==== FRAGMENTO DEL TEXTO ====
La palabra «tertulia» se originó en el siglo XVII, hacia el año 1650, en el reinado de Felipe IV en España. Al poco tiempo de subir al trono, el monarca se entregó de lleno a los saraos, devaneos amorosos y otras diversiones. Los negocios del Estado los había dejado en manos de su valido el Conde-Duque de Olivares. Efraín Gaitán Orjuela en su Biografía de las palabras nos ofrece una luminosa descripción sobre la tertulia: «Para descansar de una fiesta y preparar otra, el rey se entregaba a las obras maestras de la literatura, llegando a adquirir al cabo del tiempo gran cultura, la que lo llevó a favorecer todas las manifestaciones artísticas. Estas aficiones del monarca, como es natural, se reflejaban en la sociedad, que marchaba en todos los países al compás que le marcaba la Corte. Los grandes vivían en la dulce ociosidad de sus castillos, donde imitaban el lujo y las diversiones del Palacio Real. El amor del rey por la literatura encontró eco igualmente dentro de la gente ilustrada y entre los que a toda costa querían ponerse a la altura de la moda reinante. Así se acrecentaron los círculos y aumentaron los sitios de reuniones de artistas y literatos. A estos últimos les entró por aquel tiempo la afición de leer, estudiar y analizar las obras del célebre apologista y heterodoxo latino Tertuliano», famoso por su célebre frase  credo quia absurdum est (“creo porque es absurdo”).
¿Quién era Tertuliano?
==== REGISTROS PROPORCIONADOS ====
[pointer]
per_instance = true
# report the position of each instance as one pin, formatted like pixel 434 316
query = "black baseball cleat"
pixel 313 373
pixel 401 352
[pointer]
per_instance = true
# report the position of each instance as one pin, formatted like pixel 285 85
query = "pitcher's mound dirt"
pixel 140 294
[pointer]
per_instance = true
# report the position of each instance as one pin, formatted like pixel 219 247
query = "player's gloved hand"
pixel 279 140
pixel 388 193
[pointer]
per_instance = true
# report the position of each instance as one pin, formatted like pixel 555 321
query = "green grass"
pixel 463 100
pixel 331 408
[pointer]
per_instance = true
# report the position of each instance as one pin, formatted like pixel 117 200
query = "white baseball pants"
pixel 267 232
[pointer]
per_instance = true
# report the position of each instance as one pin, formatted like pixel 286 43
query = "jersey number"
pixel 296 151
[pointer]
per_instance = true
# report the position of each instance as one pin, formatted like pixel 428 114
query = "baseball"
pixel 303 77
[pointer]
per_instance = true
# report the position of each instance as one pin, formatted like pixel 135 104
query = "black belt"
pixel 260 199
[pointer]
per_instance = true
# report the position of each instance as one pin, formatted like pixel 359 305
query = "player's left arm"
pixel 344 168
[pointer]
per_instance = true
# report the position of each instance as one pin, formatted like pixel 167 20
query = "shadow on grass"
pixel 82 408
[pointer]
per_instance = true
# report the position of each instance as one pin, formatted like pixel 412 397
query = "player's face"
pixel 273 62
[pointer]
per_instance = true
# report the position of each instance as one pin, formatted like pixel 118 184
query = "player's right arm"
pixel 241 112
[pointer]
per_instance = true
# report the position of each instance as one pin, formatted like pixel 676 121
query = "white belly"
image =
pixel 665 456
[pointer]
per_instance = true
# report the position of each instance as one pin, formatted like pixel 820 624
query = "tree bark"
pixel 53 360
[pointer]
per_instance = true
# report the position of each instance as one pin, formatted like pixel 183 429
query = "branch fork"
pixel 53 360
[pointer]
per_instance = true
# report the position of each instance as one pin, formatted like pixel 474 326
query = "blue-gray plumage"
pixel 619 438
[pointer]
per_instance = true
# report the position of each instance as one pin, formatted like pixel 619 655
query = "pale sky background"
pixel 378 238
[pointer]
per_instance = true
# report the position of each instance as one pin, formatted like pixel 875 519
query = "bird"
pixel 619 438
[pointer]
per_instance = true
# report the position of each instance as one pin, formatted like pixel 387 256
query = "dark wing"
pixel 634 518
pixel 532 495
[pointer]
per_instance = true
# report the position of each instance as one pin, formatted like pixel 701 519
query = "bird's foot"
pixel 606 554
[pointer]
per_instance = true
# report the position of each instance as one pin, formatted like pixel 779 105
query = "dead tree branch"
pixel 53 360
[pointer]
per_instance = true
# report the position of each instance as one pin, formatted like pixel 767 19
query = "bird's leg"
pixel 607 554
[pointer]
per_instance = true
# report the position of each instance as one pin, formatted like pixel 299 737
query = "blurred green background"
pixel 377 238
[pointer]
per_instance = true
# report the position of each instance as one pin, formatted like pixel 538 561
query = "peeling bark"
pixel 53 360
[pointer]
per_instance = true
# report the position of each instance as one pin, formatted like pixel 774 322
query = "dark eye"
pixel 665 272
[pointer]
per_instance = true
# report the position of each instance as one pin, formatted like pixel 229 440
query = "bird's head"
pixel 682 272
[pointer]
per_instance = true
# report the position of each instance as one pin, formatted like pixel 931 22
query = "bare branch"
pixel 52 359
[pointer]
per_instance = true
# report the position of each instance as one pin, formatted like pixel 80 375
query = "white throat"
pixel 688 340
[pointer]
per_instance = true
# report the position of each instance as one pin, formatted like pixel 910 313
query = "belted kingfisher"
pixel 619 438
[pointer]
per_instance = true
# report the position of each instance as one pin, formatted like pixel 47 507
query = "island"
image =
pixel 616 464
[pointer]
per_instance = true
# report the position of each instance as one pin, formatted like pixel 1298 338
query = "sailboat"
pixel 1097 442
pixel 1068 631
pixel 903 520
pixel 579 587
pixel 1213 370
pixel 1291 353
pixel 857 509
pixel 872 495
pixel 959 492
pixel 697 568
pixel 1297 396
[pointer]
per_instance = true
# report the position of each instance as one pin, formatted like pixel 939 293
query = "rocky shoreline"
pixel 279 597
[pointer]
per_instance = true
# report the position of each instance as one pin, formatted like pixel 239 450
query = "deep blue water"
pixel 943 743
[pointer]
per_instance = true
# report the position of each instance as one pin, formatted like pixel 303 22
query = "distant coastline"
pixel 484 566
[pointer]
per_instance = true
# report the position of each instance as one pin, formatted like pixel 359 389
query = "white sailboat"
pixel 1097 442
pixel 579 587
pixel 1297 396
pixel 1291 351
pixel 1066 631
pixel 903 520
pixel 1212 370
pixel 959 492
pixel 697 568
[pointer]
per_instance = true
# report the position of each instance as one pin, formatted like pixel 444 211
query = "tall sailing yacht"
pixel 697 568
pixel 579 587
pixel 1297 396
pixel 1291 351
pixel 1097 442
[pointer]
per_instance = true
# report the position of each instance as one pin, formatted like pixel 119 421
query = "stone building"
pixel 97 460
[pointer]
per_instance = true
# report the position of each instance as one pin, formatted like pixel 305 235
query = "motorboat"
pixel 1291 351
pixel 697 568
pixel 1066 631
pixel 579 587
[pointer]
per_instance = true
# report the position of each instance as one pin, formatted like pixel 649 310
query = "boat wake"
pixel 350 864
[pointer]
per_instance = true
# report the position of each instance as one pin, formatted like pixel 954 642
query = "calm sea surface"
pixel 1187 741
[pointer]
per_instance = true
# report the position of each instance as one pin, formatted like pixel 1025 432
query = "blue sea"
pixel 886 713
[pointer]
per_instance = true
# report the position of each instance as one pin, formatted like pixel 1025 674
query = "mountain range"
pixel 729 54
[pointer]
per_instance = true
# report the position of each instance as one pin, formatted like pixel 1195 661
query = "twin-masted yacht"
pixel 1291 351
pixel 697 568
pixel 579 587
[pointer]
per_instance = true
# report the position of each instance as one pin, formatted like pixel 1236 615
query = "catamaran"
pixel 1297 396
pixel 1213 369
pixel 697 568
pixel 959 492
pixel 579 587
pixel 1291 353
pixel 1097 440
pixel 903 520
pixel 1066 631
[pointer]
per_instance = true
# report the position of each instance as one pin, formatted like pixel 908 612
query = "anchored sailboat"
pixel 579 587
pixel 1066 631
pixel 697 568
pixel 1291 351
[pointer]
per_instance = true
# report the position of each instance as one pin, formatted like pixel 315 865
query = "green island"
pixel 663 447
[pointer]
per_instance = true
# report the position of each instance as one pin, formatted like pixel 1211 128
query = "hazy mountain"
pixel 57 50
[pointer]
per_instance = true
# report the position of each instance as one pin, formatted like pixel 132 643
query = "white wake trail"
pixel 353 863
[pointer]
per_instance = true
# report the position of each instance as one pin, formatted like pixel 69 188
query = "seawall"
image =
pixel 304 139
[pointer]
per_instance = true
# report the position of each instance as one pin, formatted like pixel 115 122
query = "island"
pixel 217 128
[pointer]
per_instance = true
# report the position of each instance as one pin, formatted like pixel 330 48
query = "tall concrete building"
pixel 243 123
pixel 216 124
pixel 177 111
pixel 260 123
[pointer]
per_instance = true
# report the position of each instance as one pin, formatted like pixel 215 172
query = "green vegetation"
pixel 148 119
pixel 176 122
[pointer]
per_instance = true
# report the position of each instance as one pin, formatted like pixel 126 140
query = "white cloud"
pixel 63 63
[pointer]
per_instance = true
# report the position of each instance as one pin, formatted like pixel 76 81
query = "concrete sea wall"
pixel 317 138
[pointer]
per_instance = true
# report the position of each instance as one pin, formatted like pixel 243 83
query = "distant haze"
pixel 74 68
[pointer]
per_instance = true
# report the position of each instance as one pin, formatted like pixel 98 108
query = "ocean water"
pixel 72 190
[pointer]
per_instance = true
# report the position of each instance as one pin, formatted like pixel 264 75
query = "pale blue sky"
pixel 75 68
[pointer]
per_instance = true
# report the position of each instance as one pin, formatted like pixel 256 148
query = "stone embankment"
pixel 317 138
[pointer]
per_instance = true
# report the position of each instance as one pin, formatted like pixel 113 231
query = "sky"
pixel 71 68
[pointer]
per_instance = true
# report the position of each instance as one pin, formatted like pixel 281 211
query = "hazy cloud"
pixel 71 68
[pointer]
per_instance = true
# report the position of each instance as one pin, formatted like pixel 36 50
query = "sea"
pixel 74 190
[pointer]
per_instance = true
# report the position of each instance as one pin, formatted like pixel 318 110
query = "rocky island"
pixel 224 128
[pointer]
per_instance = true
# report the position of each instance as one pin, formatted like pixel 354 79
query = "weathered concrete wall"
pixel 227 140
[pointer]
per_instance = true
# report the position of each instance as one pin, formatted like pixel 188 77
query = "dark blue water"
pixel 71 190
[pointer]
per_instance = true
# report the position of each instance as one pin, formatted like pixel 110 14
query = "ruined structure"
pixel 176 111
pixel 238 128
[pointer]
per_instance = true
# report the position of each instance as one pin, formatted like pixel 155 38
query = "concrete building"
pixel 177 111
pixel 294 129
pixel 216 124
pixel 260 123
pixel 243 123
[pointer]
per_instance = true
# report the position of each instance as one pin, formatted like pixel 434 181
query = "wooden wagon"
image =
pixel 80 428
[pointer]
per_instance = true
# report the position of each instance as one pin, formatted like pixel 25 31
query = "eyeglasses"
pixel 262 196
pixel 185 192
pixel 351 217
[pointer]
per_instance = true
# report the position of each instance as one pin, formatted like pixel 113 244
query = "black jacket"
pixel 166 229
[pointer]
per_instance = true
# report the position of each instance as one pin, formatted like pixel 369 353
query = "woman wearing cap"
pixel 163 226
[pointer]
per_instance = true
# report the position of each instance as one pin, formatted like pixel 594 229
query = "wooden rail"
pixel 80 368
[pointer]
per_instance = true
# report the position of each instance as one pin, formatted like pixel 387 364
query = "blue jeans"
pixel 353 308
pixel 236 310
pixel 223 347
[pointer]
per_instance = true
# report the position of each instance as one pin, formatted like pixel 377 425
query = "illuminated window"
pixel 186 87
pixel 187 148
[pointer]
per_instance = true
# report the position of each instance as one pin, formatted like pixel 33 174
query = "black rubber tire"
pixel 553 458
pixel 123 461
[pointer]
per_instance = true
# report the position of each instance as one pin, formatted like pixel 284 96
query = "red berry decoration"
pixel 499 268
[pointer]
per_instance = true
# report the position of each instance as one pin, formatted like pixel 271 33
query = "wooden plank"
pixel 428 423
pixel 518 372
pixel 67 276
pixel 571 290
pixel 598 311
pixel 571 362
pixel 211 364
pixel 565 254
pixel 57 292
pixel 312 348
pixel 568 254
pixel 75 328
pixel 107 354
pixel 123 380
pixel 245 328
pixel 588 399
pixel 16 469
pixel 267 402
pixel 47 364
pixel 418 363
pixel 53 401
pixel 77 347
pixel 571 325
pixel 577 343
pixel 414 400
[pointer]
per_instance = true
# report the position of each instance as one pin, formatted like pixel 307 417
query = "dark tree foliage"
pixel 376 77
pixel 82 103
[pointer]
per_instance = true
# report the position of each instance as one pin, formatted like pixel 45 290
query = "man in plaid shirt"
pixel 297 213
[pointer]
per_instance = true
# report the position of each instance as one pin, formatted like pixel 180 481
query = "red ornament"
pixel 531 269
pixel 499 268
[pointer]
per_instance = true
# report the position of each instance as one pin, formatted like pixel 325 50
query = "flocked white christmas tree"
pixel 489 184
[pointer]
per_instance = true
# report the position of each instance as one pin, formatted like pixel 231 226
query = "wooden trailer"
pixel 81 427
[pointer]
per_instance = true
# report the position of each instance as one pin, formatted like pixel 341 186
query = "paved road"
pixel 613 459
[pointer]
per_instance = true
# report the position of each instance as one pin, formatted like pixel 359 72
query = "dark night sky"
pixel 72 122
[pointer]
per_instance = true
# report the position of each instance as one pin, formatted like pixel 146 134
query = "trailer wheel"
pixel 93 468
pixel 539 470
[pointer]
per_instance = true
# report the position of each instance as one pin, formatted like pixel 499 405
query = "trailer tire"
====
--- OBJETIVO 1 ---
De acuerdo con el fragmento sobre el origen de la palabra «tertulia», ¿a quién confió Felipe IV los negocios del Estado?
--- OBJETIVO 2 ---
Anote todas las personas que el fragmento menciona por su nombre.
Para resolver la actividad, emplee solo el fragmento del texto.

--- RESPUESTA DEL EJERCICIO 1 ---
A su valido, el Conde-Duque de Olivares.

--- RESPUESTA DEL EJERCICIO 2 ---
Felipe IV, el Conde-Duque de Olivares, Efraín Gaitán Orjuela y Tertuliano.